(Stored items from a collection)
*** Begin section ***

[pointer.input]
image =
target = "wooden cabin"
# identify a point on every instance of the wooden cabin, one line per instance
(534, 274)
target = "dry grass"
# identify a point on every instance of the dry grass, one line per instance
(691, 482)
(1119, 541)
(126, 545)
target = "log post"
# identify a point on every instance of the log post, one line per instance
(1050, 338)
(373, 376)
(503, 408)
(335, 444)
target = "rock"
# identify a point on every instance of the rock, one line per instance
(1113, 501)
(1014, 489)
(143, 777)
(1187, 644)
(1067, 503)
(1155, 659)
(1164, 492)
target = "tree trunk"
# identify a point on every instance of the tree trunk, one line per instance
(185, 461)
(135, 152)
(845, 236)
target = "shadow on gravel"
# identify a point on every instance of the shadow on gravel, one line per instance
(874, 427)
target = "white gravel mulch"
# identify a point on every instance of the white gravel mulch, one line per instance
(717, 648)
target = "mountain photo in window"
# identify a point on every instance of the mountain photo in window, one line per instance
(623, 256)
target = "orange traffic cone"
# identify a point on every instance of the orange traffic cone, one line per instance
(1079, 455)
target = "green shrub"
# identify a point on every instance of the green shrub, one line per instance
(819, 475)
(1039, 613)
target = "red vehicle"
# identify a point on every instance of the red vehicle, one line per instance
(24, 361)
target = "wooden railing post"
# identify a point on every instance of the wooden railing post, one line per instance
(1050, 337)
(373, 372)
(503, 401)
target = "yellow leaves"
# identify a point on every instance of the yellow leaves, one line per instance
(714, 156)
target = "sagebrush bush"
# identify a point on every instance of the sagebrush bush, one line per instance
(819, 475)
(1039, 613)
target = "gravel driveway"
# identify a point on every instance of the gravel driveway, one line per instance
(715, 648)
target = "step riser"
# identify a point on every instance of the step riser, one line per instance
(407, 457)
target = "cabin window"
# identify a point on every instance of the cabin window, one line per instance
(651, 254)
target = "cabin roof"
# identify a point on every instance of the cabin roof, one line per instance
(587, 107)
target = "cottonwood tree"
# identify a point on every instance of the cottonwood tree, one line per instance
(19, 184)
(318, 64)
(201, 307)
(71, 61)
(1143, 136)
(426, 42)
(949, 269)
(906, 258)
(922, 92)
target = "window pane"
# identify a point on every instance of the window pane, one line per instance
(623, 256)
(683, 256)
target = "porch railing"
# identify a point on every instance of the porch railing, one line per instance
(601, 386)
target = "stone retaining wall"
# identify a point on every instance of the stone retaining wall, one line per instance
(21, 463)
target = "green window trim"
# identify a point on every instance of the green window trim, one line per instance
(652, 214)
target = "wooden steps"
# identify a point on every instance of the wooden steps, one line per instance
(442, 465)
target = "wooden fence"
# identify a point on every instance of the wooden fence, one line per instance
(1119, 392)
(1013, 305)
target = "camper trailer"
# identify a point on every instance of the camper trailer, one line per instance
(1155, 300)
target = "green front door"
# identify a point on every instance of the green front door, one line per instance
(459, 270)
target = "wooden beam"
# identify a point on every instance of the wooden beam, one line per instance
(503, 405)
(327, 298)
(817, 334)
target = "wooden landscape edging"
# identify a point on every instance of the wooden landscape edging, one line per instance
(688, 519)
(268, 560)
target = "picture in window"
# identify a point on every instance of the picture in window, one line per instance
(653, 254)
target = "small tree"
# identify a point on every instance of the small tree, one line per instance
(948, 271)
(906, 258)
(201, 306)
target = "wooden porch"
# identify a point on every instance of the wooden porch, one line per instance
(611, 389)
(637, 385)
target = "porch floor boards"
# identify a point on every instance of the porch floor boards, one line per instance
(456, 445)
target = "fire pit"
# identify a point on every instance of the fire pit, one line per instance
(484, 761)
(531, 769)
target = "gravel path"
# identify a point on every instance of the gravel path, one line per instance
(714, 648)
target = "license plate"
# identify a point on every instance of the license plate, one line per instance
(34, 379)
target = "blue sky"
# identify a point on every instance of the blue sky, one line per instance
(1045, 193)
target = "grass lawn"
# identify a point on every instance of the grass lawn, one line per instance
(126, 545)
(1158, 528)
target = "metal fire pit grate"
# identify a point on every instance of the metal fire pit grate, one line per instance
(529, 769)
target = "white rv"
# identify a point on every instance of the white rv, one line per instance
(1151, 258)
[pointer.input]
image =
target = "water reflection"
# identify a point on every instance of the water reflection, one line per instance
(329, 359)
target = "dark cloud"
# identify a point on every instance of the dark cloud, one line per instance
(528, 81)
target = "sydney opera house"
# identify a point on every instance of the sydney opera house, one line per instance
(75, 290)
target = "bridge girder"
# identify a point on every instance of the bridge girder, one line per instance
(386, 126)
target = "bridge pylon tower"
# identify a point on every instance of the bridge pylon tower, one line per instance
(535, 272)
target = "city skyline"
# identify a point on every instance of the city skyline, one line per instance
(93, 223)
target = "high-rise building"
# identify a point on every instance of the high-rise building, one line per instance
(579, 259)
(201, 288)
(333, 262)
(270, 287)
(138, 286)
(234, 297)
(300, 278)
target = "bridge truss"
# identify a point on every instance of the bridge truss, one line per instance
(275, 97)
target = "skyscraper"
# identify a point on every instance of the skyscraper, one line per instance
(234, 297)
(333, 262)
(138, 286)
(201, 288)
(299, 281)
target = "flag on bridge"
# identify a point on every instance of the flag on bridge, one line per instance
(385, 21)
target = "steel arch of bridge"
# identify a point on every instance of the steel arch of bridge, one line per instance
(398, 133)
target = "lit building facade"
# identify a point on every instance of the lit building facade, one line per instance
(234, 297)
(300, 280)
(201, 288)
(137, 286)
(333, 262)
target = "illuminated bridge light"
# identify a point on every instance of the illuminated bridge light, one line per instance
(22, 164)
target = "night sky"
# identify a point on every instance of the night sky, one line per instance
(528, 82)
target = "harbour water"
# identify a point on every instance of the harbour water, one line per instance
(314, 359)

*** End section ***

» Aim of the task:
What you hand back must match the records above exactly.

» Result of this task:
[pointer.input]
image =
target = "wooden cabin"
# identify a point on every instance of the wooden cabin, one line per instance
(534, 274)
target = "dry grass"
# identify a point on every instance of the dry grass, one line per instance
(691, 482)
(1119, 541)
(126, 545)
target = "log post"
# identify a point on every instance of the log post, one line per instance
(1050, 338)
(373, 376)
(503, 408)
(335, 444)
target = "rock"
# identify a point on every instance of the rock, one line per instance
(1113, 501)
(1014, 489)
(143, 777)
(1187, 644)
(1067, 503)
(1155, 659)
(1164, 492)
target = "tree trunk"
# identify a point on every instance of the tree trunk, one line per instance
(185, 461)
(135, 152)
(845, 236)
target = "shadow on gravel"
# identify a point on every instance of the shadow on gravel, one line per instance
(874, 427)
target = "white gravel mulch"
# identify a point on every instance of the white gravel mulch, one line per instance
(717, 648)
target = "mountain photo in window"
# identify a point on every instance of the mountain photo in window, one line per instance
(623, 256)
target = "orange traffic cone"
# identify a point on every instance of the orange traffic cone, one line per instance
(1079, 455)
target = "green shrub"
# identify a point on every instance of the green shrub, one line per instance
(819, 475)
(1039, 613)
target = "red vehicle"
# identify a point on every instance of the red vehicle, one line per instance
(24, 361)
target = "wooden railing post"
# identify a point on every instance of the wooden railing post, one line per instance
(1050, 337)
(373, 372)
(503, 401)
target = "yellow leaves"
# identify a point on every instance of the yellow leaves, one line per instance
(714, 156)
target = "sagebrush bush"
# identify a point on every instance of the sagebrush bush, one line per instance
(819, 475)
(1039, 613)
target = "gravel driveway"
# identify a point on every instance of the gravel driveway, one line per instance
(715, 648)
target = "step riser"
# identify a point on every instance of the step riser, one line per instance
(407, 457)
target = "cabin window"
# identify a point on every instance of the cabin window, one line per instance
(651, 254)
target = "cabin roof"
# identify a point on every instance of the cabin roof, one line per instance
(587, 107)
target = "cottonwood tree"
# identify a point on every instance of the cottonwood tree, one line per instance
(19, 184)
(318, 64)
(201, 307)
(71, 61)
(1143, 136)
(426, 42)
(949, 269)
(906, 258)
(922, 92)
target = "window pane"
# identify a point on every instance of the window pane, one line per instance
(623, 256)
(683, 256)
target = "porch railing"
# identify a point on every instance of the porch railing, one line per instance
(601, 386)
target = "stone retaining wall"
# identify a point on every instance of the stone retaining wall, one line per instance
(21, 463)
target = "green window trim"
# identify a point on every instance of the green window trim, one line per instance
(652, 214)
target = "wooden steps"
# identify a point on every instance of the wooden steps, one line per instance
(442, 465)
target = "wooden fence"
# identify a point on every instance of the wooden fence, one line per instance
(1119, 392)
(1013, 305)
target = "camper trailer"
# identify a point on every instance of the camper trailer, one line per instance
(1155, 300)
target = "green front door"
# identify a point on every instance of the green front door, one line per instance
(459, 270)
target = "wooden beam"
# identify a point on every instance of the wooden beam, one line per instance
(503, 405)
(327, 298)
(817, 334)
target = "wooden landscape edging"
# identify a point on every instance of the wooden landscape edging, one line per instance
(688, 519)
(268, 560)
target = "picture in window"
# identify a point on every instance of the picture in window, one line per instance
(653, 254)
target = "small tree"
# identify a point on every instance of the small tree, one line per instance
(948, 271)
(906, 258)
(201, 306)
target = "wooden porch"
# identify a point on every instance of the wooden porch, one line per instance
(611, 389)
(637, 385)
target = "porch floor boards"
# identify a point on every instance of the porch floor boards, one line per instance
(456, 445)
target = "fire pit"
# identify a point on every instance of the fire pit, one line per instance
(484, 761)
(531, 769)
target = "gravel path"
# identify a point on every instance of the gravel path, one line per instance
(714, 648)
target = "license plate"
# identify a point on every instance of the license plate, one line per instance
(34, 379)
target = "blue sky"
# identify a point on every instance of the blue sky, one line per instance
(1045, 193)
target = "grass lawn"
# identify a point on every instance of the grass lawn, one line per instance
(126, 545)
(1158, 528)
target = "metal fire pit grate"
# identify a point on every instance of the metal fire pit grate, one line per instance
(529, 769)
target = "white rv"
# identify a point on every instance of the white rv, one line per instance
(1151, 258)
[pointer.input]
image =
target = "water reflection"
# identify a point on every instance of the water reflection, one line per instance
(329, 359)
target = "dark cloud"
# identify a point on every instance of the dark cloud, one line per instance
(528, 81)
target = "sydney opera house"
# identify a point on every instance of the sydney opera house, one line per instance
(75, 290)
target = "bridge girder"
# identify a point on every instance of the bridge girder, one line per instance
(386, 126)
target = "bridge pylon tower"
# identify a point on every instance of the bridge pylon tower, one line per instance
(535, 272)
target = "city skyline"
# identify a point on every instance of the city skyline, one line per instance
(93, 223)
target = "high-rise building"
# identify a point on every instance of the high-rise building, one line per instance
(579, 259)
(201, 288)
(333, 262)
(270, 287)
(138, 286)
(234, 297)
(300, 278)
target = "bridge truss"
# identify a point on every instance of the bridge truss, one line per instance
(275, 97)
target = "skyscraper"
# identify a point on every instance of the skyscraper, one line per instance
(234, 297)
(333, 262)
(138, 286)
(201, 288)
(299, 281)
target = "flag on bridge"
# identify a point on every instance of the flag on bridge, one line per instance
(385, 21)
target = "steel arch of bridge"
# identify a point on every instance of the steel arch of bridge, one line per instance
(398, 133)
target = "lit building facade"
# identify a point on every instance of the lit building facade, one line per instance
(234, 297)
(300, 280)
(201, 288)
(137, 286)
(333, 262)
target = "illuminated bridge light"
# identify a point on every instance of the illuminated bridge light, one line per instance
(22, 164)
target = "night sky"
# identify a point on every instance of the night sky, one line per instance
(528, 82)
target = "harbour water"
# identify a point on every instance of the harbour water, one line per instance
(314, 359)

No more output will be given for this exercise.